> **GIVEN DATA**
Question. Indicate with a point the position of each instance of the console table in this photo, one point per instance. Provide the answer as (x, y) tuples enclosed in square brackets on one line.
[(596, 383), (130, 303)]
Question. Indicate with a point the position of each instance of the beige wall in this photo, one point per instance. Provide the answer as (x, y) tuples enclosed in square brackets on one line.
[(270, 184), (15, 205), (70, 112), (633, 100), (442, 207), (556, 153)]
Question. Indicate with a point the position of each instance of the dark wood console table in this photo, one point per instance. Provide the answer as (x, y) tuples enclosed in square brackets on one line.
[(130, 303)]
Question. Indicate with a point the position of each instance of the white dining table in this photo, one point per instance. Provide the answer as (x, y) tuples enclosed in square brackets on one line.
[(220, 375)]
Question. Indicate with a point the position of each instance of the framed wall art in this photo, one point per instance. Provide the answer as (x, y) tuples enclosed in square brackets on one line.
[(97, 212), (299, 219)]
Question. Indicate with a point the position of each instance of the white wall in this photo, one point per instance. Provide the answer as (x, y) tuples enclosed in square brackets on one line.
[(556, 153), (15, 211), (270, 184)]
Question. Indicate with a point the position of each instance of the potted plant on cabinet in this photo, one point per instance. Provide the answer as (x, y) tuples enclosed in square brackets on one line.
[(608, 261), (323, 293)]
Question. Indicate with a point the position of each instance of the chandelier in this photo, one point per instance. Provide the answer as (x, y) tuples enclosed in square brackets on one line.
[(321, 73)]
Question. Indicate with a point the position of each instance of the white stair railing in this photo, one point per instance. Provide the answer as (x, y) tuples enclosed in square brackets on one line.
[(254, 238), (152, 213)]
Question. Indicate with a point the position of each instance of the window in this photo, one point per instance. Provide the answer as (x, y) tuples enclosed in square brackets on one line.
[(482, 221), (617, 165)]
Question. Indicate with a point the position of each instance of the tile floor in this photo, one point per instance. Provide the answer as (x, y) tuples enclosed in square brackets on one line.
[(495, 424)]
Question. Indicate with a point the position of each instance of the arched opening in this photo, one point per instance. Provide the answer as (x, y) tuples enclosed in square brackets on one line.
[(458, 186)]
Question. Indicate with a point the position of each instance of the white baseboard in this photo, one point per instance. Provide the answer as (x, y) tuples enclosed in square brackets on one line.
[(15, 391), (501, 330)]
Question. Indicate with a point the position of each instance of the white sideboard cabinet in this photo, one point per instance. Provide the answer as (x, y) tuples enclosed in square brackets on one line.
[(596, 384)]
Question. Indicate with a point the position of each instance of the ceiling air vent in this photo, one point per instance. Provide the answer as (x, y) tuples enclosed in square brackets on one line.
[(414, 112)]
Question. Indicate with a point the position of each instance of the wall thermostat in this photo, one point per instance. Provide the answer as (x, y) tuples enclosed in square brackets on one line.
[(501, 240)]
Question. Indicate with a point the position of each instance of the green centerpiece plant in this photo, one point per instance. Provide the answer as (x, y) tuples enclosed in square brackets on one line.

> **TASK INSTRUCTIONS**
What you return must match the data above character for character.

> **COMPLETED EXERCISE**
Question. Indicate with a point the position of each instance of the console table in this photo, one point per instance. Provide the answer as (x, y) tuples enclosed in square brackets on one line.
[(596, 383), (130, 303)]
Question. Indicate with a point the position of each instance of the beige wall in this photo, one point per instance. Provide the answer as (x, y) tuples enclosed in square brackets on one line.
[(270, 184), (15, 205), (70, 112), (633, 100), (442, 207), (556, 153)]
Question. Indicate with a point the position of each instance of the dark wood console table in this photo, one point per instance. Provide the answer as (x, y) tuples enclosed in square brackets on one line.
[(130, 303)]
Question. Indicate with a point the position of each instance of the white dining table in this photo, one point per instance. Provide the answer as (x, y) tuples enclosed in square brackets on one line.
[(220, 375)]
Question. Indicate with a point the position of each instance of the framed wall art in this photo, one point per instance. Provide the answer as (x, y) tuples enclosed in square brackets on one line.
[(97, 212), (299, 219)]
Question. Indicate with a point the position of each instance of the white wall in this photo, one point per instance. Provide the answer as (x, y) tuples enclosed in square brackets on one line.
[(556, 153), (15, 211), (270, 184)]
Question. Indicate with a point the position of each instance of the potted plant on cabinet in this photo, one point per instance. Provide the answer as (x, y) tuples enclosed in square brackets on one line.
[(608, 261), (323, 293)]
Question. Indicate with a point the position of each instance of the chandelier in this photo, one point per instance. Provide the answer as (x, y) tuples enclosed in square brackets on one line.
[(321, 73)]
Question. Indicate with a point the position of each instance of the white stair railing in this photo, one point per instance. Provide the answer as (x, y) tuples enclosed in square brackets on one line.
[(254, 238), (152, 213)]
Question. Indicate with a point the position of each instance of the window in this photo, one point per instance. Provide the answer as (x, y) tuples enclosed in square brackets on one line.
[(482, 221), (617, 165)]
Question. Indicate with a point the position of each instance of the tile floor in this photo, one point per instance. Provide the answer as (x, y) tuples enclosed in square brackets on one line.
[(495, 424)]
Question. Indicate with a point the position of each instance of the arched opening in this photo, one point per instance. Provide the answer as (x, y) tuples enclosed in square brackets on one line.
[(458, 186)]
Question. Indicate with a point the position of each instance of the white baseboard in this photo, one point per instance. Provide the answer as (x, y) tuples enclosed in square brackets on one line.
[(15, 391), (501, 330)]
Question. Indicate with a point the position of each instance of the white sideboard cabinet in this photo, one point per instance. Provide the answer as (x, y) tuples enclosed in square brackets on one line.
[(596, 384)]
Question. Indicate with a point the position of each instance of the ceiling air vent in this photo, one point per instance. Provide the answer as (x, y) tuples enclosed in square brackets on one line.
[(414, 112)]
Question. Indicate with a point the position of each instance of the wall thermostat in this photo, one point per instance. Provide the answer as (x, y) tuples enclosed in square brackets on one line.
[(501, 240)]
Question. Indicate with a point the position of each instance of the green centerpiece plant in this photo, one point per instance. Provide the answer as (x, y) tuples enclosed in square brackets on one line.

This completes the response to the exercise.